Your objective:
Find the line holding "output: compact SVG" in the entries below. Give it again exactly, along with every line after it up to and including the line holding "paths: evenodd".

%%

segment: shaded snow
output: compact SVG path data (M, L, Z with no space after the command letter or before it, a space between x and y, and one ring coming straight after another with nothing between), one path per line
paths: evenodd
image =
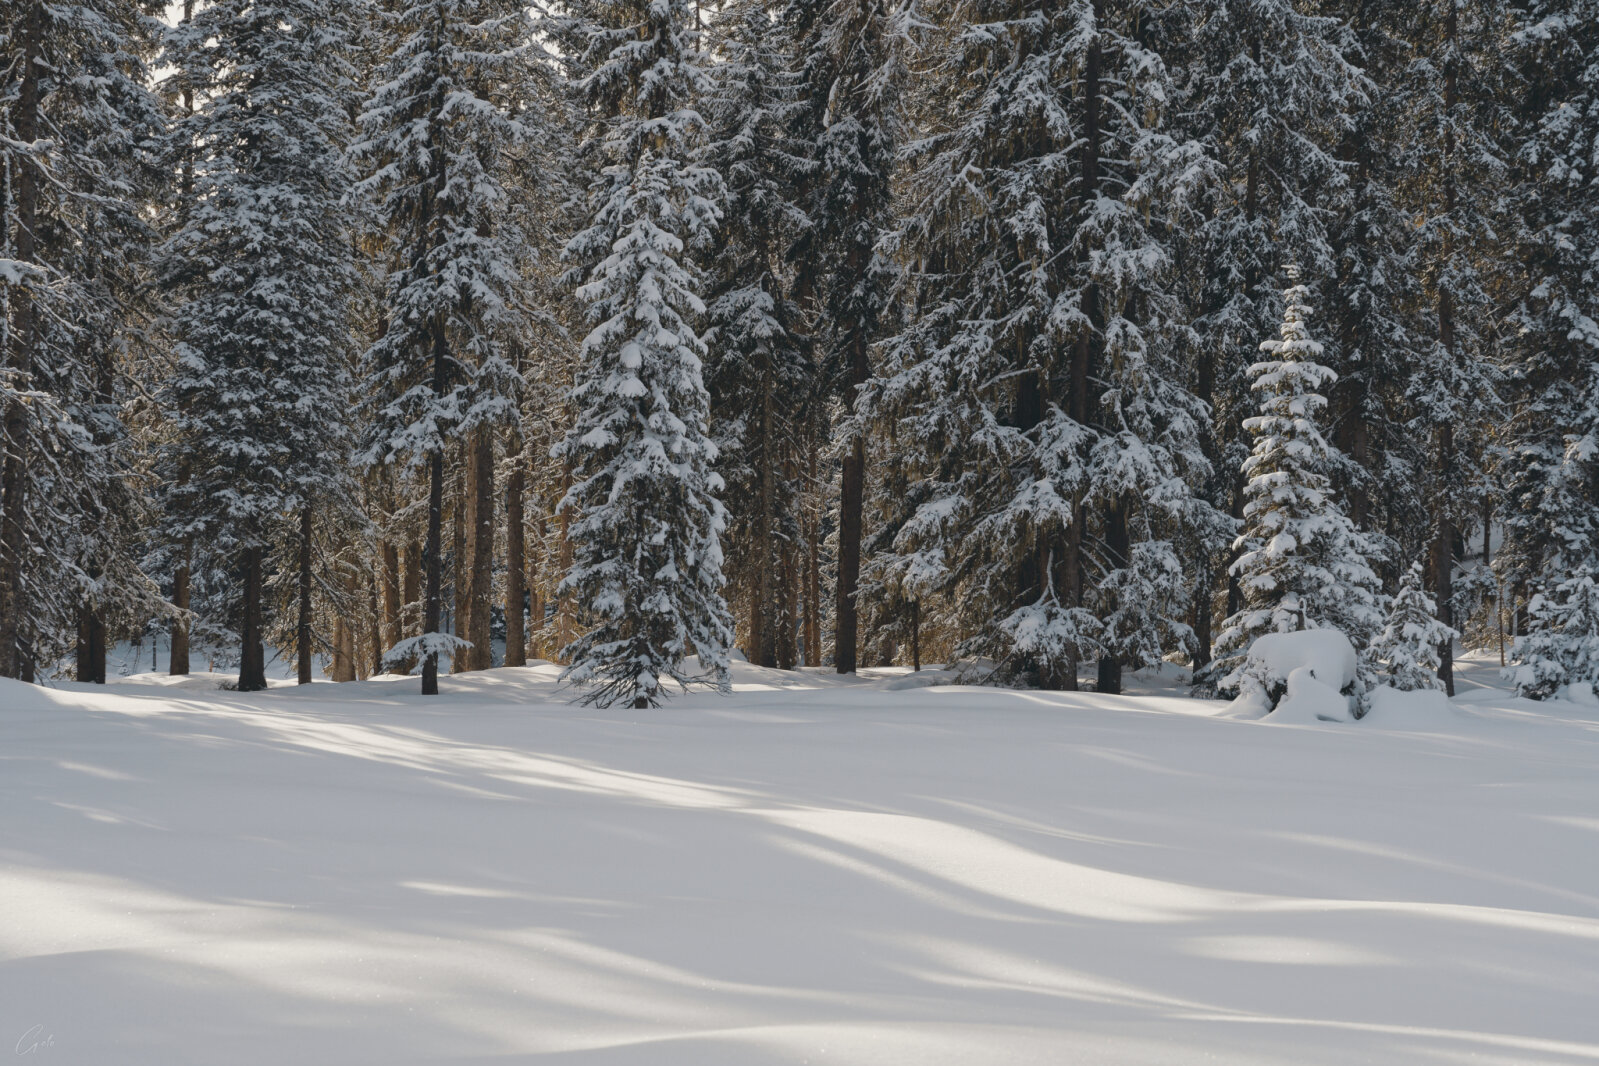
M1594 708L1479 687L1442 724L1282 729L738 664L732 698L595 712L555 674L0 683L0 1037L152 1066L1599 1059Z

%%

Exercise answer:
output: compact SVG path data (M, L, Z with no space after the command letter or before it, a space between x and y, and one ring coming straight after another with nothing between), one path per line
paths: evenodd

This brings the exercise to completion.